ACTIVITY LIST —
1. In the article on health sciences electronic resources, rewrite the passage starting with "Anyone from the" and going on through "Hospital Branch Library.", substituting "SSH" for "telnet".
2. According to the article on health sciences electronic resources, to what year does MEDLINE's journal coverage date back?

GIVEN TEXT —

::::::::::

April 6, 1998
Volume 50, No. 27
Electronic Library Resources
Electronic resources for health sciences get greenlight
Looking for journal articles on health information? Look no further than OVID, a unique and powerful search engine providing direct access to 11 of the key electronic indexes in the health sciences.
Anyone from the University or Emory Healthcare can access OVID's array of health science journals and electronic indexes quickly and easily from campus or from home with Emory Connect. Just point your browser to <http://gateway.ovid.com>.
If you prefer you also can telnet to the system at <ovid.com> or load special OVID Windows client software on your PC. Both the Web and telnet versions are featured on the Health Sciences Center Library's homepage at <www.emory.edu/WHSCL/WHSCLhome.html>.
Because these databases are heavily used both by researchers and clinicians involved in patient care, the OVID system requires a special password to ensure equitable access. Passwords along with additional information on access, database coverage and OVID training classes are available at the Health Sciences Center Library, Grady Hospital Library and the Hospital Branch Library.
Here are just a few of many electronic indexes now available via OVID:
AIDSLINE, online information on research, clinical aspects and health policy issued related to AIDS dating back to 1980. Includes articles from more 3,000 journals published worldwide as well as government and technical reports, papers and meetings, monographs and special publications;
BioethicsLine, approximately 100 primary sources and some 40 indexes and databases dating back to 1973. Articles relating to all aspects of bioethics in such fields as medicine, nursing, biology, behavioral sciences, law, philosophy and religion;
Cinahl, a cumluative index to nursing and allied health, covers more than 800 journals and related biomedical publications since 1982. Also provides limited coverage of psychology and management literature;
EMBASE, three databases in one and the European equivalent of MEDLINE, it provides access to core biomedical information, drug and pharmaceutical literature, and articles on all aspects of psychiatry, psychology and addiction disorders. Indexes more than 3,500 international journals dating back to 1980;
MEDLINE, produced by the National Library of Medicine, the premier source for medical literature and perhaps the most well-known biomedical and clinical database available. More than 3,600 journals dating back to 1966 as well as selected monographs and symposia. Nearly two-thirds of the citations also have abstracts;
PsycINFO, indexes and abstracts more than 1,300 journals and dissertations in more than 30 languages, and books and book chapters in English published since 1967. Provides comprehensive coverage of the professional and academic literature in psychology and related disciplines. Among other areas included are education, linguistics, medicine, nursing, pharmacology, physiology, psychiatry and sociology.
This column was compiled by the Digital Information Resources Council team at the General Libraries.

::::::::::

MATERIAL SUPPLIED —
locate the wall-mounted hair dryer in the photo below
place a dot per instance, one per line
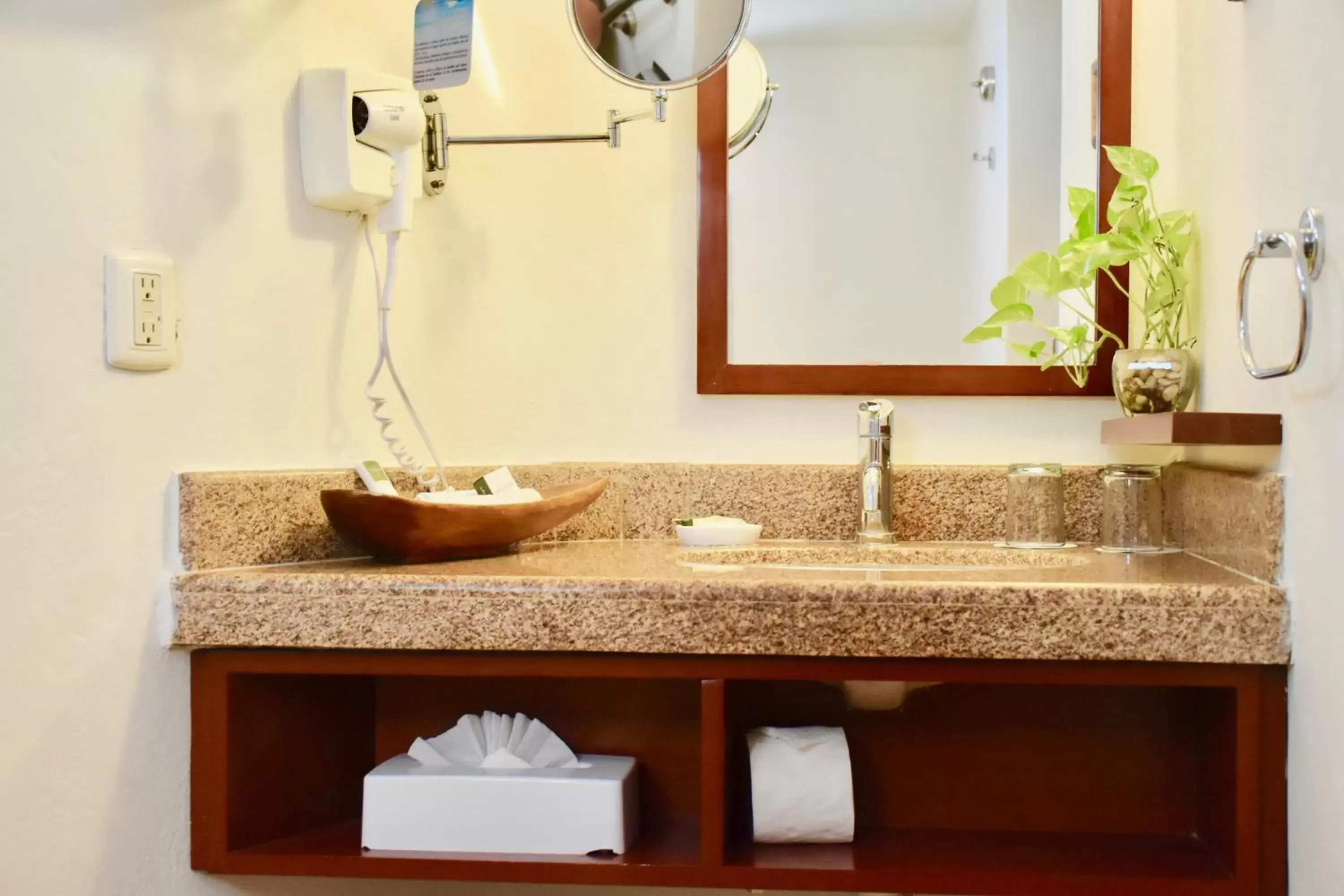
(361, 136)
(393, 123)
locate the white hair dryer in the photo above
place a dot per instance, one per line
(393, 123)
(361, 139)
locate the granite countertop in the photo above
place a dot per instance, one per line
(654, 597)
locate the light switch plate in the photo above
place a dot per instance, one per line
(140, 302)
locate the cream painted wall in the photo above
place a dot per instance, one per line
(546, 312)
(1249, 147)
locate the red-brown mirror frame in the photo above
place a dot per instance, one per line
(717, 377)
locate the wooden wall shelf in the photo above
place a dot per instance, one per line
(1010, 780)
(1194, 428)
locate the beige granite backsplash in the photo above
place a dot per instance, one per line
(252, 519)
(1229, 517)
(261, 517)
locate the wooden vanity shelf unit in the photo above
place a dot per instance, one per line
(1195, 428)
(1008, 780)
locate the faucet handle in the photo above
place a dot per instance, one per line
(875, 418)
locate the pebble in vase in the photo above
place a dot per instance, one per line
(1154, 381)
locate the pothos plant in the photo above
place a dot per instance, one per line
(1154, 245)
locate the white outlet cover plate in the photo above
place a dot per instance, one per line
(124, 315)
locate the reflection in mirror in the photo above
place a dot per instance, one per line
(659, 43)
(862, 232)
(750, 97)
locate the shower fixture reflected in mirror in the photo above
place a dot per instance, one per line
(664, 45)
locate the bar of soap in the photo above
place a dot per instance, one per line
(717, 532)
(496, 482)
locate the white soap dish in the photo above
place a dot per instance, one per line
(718, 532)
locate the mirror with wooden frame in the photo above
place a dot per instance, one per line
(853, 248)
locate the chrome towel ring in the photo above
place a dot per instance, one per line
(1307, 249)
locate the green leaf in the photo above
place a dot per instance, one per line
(1030, 353)
(1008, 292)
(1176, 222)
(1010, 315)
(1127, 203)
(1041, 275)
(1132, 163)
(1080, 198)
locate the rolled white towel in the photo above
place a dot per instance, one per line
(471, 499)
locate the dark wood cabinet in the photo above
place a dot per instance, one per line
(1008, 780)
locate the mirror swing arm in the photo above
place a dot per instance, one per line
(437, 139)
(611, 14)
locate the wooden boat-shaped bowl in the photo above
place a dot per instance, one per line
(396, 530)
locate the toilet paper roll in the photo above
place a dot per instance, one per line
(801, 788)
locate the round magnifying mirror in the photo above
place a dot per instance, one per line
(659, 45)
(750, 97)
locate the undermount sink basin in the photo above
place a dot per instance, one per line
(886, 558)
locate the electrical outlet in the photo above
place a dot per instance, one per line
(148, 328)
(140, 312)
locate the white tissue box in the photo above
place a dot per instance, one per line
(542, 812)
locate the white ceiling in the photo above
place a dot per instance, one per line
(861, 21)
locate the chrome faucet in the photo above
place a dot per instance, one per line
(875, 473)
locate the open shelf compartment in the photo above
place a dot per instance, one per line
(1007, 780)
(986, 782)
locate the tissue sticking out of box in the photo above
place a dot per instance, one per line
(494, 741)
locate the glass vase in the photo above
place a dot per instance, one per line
(1151, 381)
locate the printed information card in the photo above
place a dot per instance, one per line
(443, 43)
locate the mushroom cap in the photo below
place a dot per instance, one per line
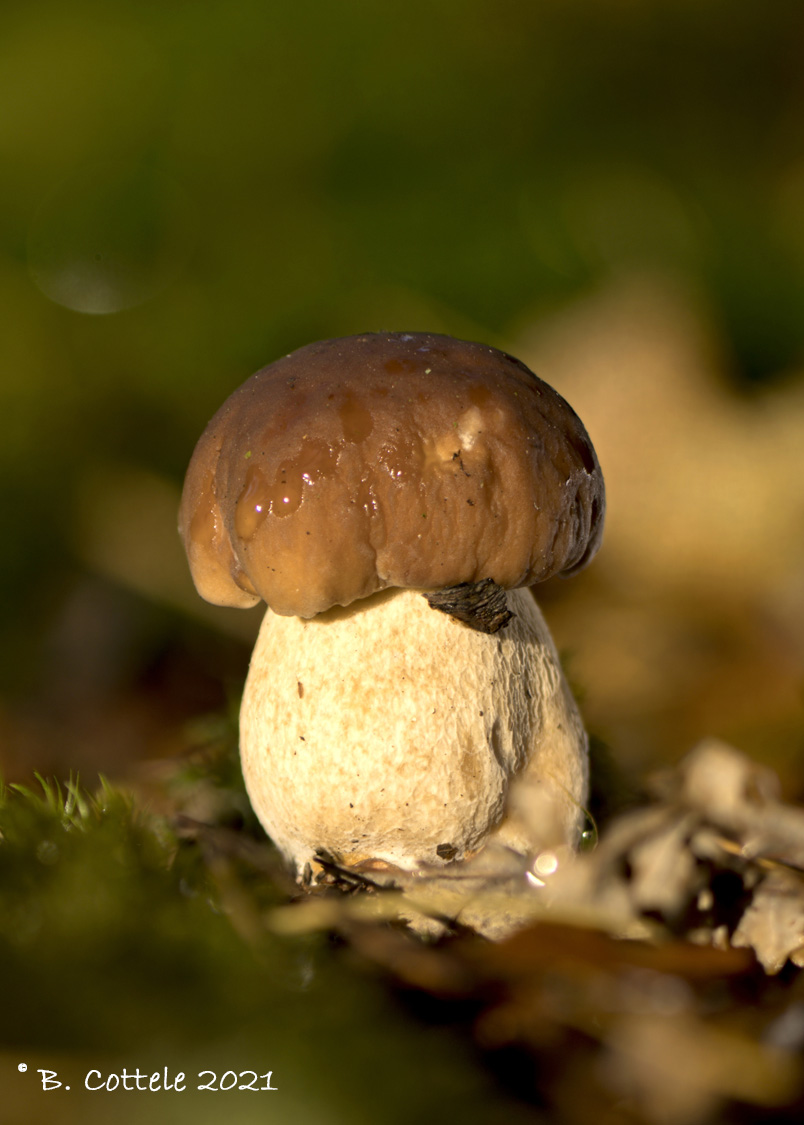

::::::::::

ANSWERS BY ITEM NUMBER —
1.
Anyone from the University or Emory Healthcare can access OVID's array of health science journals and electronic indexes quickly and easily from campus or from home with Emory Connect. Just point your browser to <http://gateway.ovid.com>.
If you prefer you also can SSH to the system at <ovid.com> or load special OVID Windows client software on your PC. Both the Web and SSH versions are featured on the Health Sciences Center Library's homepage at <www.emory.edu/WHSCL/WHSCLhome.html>.
Because these databases are heavily used both by researchers and clinicians involved in patient care, the OVID system requires a special password to ensure equitable access. Passwords along with additional information on access, database coverage and OVID training classes are available at the Health Sciences Center Library, Grady Hospital Library and the Hospital Branch Library.

2. 1966